◆ What the exercise asks ◆
Your answer should consist only of the lines below from the one with "Locate every instance of the snow-covered grass" through the one with "Locate every instance of the dark sky", copied exactly.

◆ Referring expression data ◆
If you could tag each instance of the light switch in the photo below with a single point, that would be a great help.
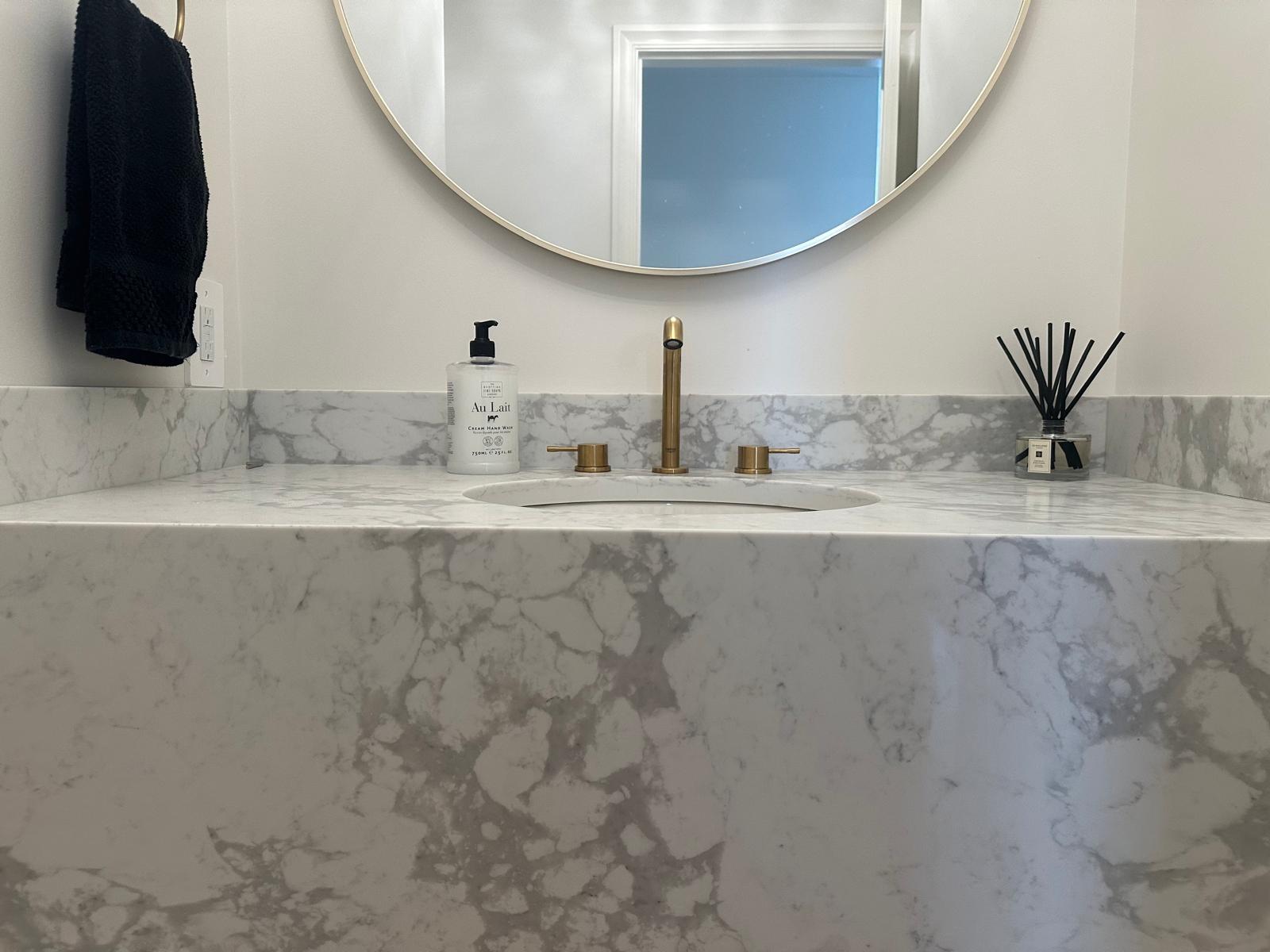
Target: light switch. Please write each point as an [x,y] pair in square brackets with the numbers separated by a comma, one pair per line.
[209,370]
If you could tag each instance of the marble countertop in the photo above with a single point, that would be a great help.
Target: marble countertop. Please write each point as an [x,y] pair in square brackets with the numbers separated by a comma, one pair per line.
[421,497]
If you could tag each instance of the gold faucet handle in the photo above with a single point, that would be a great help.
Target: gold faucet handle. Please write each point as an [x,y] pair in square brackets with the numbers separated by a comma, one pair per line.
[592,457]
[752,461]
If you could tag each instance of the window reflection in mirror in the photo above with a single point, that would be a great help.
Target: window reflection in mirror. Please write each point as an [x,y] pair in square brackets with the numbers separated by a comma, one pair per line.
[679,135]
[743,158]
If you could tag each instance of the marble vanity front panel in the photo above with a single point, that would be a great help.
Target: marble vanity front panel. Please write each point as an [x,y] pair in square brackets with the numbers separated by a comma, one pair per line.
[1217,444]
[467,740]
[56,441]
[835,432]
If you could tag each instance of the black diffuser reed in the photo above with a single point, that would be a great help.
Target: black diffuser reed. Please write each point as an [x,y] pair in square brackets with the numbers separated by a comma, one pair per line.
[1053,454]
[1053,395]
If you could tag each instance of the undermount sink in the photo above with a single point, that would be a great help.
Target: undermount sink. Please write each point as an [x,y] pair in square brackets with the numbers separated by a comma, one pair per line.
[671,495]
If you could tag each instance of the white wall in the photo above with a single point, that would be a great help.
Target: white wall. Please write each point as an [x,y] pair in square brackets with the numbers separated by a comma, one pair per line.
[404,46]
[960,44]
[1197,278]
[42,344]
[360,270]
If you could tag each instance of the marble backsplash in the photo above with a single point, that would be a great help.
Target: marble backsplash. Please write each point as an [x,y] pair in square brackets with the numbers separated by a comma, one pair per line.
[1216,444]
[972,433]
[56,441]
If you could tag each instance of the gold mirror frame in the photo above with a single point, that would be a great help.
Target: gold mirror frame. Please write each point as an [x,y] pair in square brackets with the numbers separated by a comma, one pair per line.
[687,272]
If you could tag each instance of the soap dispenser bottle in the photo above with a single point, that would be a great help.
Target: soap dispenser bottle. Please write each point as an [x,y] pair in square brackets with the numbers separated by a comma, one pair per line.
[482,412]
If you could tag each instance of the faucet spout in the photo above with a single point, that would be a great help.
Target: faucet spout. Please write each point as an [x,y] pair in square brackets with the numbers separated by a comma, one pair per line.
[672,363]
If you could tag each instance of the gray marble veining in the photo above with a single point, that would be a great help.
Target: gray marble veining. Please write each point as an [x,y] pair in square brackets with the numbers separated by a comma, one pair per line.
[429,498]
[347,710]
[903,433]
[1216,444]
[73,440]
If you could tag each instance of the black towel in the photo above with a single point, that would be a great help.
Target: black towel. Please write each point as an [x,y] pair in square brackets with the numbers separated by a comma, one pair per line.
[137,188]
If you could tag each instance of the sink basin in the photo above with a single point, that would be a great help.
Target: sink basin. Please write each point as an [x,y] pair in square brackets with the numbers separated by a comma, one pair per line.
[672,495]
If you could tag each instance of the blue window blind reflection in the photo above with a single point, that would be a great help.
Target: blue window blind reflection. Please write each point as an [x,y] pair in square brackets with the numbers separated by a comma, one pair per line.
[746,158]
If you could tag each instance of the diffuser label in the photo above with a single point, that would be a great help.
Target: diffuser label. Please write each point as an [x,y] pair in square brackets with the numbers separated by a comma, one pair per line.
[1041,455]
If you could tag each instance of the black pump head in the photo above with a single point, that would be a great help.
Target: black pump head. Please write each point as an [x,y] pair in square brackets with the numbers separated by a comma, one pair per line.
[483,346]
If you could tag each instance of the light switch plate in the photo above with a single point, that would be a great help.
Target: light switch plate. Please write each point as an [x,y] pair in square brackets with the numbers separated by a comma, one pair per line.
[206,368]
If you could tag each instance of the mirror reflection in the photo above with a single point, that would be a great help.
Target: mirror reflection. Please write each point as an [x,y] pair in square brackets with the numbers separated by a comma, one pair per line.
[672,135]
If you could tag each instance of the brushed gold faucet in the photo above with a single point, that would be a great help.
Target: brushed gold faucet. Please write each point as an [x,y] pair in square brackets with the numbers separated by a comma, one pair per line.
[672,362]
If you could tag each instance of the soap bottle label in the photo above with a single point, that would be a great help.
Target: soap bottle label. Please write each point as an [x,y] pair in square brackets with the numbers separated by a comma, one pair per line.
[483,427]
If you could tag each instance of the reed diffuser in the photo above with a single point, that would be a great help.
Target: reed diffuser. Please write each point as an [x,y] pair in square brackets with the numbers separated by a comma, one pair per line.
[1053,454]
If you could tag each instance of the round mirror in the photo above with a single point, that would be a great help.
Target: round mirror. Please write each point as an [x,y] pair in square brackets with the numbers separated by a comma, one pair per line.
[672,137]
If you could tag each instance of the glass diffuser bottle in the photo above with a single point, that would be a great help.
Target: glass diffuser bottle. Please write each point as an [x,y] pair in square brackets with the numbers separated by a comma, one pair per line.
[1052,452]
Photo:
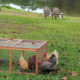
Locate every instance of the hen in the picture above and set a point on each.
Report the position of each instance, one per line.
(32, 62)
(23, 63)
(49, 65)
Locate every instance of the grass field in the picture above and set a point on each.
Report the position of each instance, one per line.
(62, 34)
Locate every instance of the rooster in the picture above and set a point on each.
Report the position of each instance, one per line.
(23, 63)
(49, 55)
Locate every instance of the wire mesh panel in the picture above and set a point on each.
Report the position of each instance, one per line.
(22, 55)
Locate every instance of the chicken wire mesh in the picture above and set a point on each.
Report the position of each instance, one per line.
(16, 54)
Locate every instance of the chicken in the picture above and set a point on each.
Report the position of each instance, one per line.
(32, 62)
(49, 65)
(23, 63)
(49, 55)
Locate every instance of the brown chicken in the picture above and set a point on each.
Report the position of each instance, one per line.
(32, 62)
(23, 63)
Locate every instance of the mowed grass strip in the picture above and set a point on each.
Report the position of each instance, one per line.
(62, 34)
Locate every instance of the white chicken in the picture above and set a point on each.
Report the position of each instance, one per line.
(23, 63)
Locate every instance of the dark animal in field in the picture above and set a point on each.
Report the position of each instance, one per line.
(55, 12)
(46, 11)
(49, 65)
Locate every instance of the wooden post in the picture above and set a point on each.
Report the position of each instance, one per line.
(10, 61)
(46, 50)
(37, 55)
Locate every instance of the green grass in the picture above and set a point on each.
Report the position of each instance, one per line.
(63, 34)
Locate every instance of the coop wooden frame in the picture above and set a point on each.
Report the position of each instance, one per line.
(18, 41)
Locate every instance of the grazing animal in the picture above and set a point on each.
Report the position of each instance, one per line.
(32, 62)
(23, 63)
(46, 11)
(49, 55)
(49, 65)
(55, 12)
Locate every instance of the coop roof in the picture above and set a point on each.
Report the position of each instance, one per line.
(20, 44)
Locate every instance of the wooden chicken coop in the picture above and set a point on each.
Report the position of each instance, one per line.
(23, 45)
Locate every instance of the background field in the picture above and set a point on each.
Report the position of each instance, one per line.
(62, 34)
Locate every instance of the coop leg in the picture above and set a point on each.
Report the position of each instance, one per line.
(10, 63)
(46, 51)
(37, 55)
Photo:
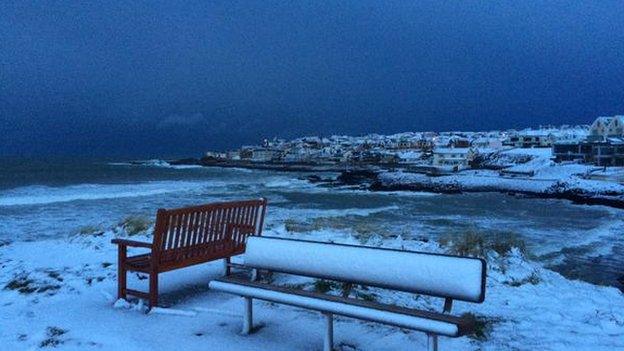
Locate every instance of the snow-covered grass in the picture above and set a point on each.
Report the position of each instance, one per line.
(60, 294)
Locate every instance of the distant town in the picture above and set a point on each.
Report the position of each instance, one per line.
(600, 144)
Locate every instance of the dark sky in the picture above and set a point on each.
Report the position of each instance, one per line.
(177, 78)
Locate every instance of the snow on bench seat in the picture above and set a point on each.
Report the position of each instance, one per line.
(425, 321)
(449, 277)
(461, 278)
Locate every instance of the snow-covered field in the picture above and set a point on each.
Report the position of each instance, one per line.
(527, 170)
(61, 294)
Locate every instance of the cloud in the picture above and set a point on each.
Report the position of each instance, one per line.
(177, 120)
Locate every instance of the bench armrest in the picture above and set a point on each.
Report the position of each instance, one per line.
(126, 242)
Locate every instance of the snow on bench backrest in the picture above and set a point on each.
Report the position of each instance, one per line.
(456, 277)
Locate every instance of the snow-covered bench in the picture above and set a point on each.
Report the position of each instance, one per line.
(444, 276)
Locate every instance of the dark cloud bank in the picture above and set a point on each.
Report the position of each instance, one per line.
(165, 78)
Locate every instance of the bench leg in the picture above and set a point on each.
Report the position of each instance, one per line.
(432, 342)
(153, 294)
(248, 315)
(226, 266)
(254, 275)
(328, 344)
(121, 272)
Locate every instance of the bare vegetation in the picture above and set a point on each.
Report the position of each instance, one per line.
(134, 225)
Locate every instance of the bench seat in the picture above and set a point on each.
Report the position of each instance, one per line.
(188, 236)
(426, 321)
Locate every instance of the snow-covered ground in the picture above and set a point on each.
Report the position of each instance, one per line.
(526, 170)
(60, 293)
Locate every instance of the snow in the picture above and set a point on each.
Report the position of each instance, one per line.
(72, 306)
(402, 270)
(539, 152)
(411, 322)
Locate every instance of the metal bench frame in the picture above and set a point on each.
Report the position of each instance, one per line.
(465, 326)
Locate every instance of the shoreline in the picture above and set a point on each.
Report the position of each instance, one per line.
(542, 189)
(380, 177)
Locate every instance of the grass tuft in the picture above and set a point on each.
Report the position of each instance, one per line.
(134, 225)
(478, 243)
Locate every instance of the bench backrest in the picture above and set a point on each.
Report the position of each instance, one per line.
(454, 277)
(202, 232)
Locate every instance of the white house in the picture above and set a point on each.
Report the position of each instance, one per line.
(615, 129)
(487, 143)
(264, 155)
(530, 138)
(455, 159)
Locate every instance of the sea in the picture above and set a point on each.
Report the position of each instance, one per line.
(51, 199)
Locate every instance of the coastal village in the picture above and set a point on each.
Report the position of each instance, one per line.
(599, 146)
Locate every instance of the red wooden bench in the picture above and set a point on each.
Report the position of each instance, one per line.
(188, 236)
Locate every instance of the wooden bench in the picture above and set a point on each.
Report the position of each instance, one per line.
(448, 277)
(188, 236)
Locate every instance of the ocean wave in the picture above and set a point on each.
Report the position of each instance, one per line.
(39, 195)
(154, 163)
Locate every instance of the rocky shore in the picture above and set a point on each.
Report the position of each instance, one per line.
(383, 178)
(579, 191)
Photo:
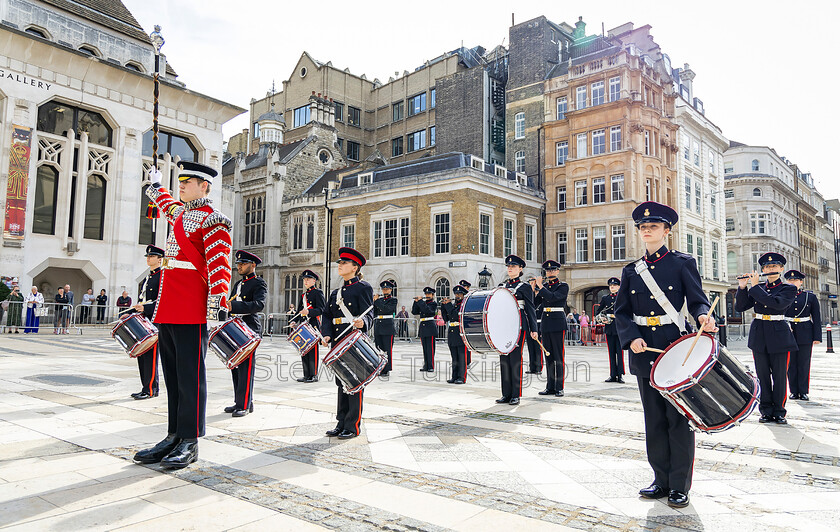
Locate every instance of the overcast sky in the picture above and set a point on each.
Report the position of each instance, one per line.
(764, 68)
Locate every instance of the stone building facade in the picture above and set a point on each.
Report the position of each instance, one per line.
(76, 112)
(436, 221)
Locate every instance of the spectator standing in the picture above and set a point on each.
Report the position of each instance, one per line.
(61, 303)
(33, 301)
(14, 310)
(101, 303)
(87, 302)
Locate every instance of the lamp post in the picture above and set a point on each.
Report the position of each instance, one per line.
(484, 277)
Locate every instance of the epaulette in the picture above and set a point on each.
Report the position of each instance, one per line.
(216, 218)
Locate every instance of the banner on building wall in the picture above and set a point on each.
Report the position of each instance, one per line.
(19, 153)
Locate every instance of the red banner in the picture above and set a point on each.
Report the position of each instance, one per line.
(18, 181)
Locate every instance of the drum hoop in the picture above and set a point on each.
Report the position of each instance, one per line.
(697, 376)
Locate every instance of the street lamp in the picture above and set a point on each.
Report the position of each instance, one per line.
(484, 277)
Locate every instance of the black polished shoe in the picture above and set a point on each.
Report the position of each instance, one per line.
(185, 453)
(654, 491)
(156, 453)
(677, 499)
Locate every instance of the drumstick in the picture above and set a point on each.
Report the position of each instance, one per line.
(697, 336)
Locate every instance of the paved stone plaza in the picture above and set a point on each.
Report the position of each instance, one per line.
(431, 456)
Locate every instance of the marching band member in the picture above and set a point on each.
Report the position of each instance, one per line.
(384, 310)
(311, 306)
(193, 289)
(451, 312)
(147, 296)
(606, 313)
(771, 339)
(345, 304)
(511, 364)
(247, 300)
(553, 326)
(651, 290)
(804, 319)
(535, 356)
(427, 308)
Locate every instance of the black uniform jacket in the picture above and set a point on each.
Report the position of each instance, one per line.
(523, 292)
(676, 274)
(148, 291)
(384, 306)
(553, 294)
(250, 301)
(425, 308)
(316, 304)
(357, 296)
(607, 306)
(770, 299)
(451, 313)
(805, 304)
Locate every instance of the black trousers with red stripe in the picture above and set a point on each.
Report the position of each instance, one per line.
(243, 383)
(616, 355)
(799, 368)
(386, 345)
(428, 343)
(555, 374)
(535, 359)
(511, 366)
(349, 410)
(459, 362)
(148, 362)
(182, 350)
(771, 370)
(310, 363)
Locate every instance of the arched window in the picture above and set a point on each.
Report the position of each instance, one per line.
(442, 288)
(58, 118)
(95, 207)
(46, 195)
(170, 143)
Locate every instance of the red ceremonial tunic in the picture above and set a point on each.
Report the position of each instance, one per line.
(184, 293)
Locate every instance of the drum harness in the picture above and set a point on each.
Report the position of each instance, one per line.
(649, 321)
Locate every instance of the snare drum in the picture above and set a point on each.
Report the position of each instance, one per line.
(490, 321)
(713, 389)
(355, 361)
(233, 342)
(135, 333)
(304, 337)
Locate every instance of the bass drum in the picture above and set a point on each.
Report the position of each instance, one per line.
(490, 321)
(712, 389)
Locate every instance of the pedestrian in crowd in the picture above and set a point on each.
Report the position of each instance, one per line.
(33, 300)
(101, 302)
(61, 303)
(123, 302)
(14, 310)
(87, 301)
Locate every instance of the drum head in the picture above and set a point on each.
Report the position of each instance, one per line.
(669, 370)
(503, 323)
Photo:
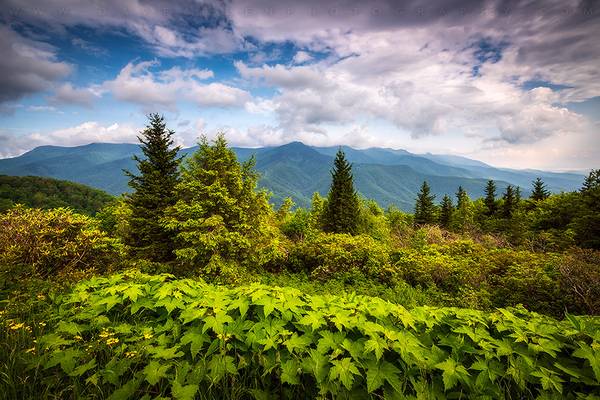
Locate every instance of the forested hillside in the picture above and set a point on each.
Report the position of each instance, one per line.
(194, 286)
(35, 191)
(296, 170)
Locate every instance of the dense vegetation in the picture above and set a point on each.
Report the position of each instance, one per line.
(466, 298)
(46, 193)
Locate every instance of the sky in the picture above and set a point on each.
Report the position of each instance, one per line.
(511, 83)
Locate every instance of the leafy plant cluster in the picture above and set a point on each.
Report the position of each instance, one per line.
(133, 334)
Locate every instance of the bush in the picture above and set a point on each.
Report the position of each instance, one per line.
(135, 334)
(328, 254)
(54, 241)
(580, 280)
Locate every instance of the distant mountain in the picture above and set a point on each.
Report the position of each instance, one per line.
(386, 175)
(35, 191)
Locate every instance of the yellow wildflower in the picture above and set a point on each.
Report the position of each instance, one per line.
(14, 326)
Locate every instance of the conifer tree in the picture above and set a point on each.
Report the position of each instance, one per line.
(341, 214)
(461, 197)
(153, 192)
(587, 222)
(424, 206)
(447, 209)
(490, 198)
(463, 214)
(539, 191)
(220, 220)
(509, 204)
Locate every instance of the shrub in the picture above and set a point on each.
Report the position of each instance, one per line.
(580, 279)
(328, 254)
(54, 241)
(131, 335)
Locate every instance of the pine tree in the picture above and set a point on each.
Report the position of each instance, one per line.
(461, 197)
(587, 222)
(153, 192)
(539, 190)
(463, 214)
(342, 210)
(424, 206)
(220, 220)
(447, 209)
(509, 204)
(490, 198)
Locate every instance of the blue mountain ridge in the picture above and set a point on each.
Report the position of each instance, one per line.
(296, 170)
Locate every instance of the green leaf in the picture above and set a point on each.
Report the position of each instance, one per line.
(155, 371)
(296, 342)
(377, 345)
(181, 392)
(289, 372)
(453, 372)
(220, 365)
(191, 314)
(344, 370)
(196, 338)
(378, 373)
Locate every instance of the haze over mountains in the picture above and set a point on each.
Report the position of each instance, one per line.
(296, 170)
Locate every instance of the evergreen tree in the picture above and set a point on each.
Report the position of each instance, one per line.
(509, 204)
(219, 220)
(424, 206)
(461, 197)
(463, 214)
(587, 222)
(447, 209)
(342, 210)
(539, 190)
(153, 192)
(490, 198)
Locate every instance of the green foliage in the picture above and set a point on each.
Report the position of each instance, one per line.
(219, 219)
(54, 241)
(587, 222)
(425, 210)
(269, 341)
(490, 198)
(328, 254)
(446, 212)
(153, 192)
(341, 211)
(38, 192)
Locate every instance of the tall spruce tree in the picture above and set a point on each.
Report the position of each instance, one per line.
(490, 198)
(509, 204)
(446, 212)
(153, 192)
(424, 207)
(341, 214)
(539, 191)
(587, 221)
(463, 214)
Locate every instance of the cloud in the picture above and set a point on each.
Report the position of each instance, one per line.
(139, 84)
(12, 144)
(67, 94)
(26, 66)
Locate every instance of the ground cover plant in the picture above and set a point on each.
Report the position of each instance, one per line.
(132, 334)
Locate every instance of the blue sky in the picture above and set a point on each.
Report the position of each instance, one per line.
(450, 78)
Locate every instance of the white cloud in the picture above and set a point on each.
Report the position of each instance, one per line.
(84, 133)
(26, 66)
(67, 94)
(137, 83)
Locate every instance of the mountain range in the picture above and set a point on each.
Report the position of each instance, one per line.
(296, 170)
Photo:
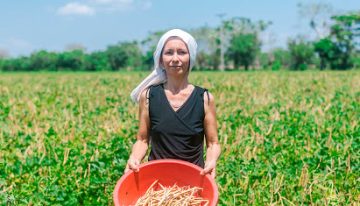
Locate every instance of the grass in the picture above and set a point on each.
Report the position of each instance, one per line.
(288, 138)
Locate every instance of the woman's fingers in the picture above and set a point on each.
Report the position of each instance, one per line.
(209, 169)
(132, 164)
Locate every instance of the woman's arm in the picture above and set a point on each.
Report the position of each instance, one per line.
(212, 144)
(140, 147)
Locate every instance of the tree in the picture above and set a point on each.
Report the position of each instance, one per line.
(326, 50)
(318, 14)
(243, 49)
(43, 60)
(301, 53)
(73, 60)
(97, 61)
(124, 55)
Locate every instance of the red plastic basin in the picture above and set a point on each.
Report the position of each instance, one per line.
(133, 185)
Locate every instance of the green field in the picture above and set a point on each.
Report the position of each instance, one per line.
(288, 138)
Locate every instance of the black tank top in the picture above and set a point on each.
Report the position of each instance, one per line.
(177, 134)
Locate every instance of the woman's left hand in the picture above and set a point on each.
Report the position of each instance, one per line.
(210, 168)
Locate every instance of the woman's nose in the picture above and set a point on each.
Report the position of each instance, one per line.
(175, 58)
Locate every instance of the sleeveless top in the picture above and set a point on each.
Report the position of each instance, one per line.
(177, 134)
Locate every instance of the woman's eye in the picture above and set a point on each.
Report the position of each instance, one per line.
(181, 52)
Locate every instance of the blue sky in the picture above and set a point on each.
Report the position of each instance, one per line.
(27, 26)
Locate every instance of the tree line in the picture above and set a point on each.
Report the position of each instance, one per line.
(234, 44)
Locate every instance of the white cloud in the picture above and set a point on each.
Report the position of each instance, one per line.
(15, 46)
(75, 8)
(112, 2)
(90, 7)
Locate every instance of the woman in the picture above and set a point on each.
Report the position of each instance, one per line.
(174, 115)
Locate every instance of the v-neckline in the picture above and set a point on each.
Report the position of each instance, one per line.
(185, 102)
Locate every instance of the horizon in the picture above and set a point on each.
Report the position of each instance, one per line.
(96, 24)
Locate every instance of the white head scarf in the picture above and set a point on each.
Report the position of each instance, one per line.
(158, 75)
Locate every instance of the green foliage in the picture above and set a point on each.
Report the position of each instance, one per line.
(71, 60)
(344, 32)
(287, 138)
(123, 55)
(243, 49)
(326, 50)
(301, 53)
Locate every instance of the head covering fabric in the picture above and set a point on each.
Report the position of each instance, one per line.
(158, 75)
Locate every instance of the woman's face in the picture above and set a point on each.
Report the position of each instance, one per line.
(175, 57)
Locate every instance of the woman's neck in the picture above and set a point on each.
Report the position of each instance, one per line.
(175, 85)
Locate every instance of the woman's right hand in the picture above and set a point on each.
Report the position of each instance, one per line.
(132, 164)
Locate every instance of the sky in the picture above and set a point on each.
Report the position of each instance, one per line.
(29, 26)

◆ Result below ◆
Locate every instance of the snow-covered grass in the picture above and set a point on each.
Report the position of each instance, one per line.
(60, 294)
Locate every instance of the distant town in the picture above and set a point on each.
Report the position of each instance, one per line.
(600, 144)
Locate every instance of the dark sky in the picture above and set a point on each.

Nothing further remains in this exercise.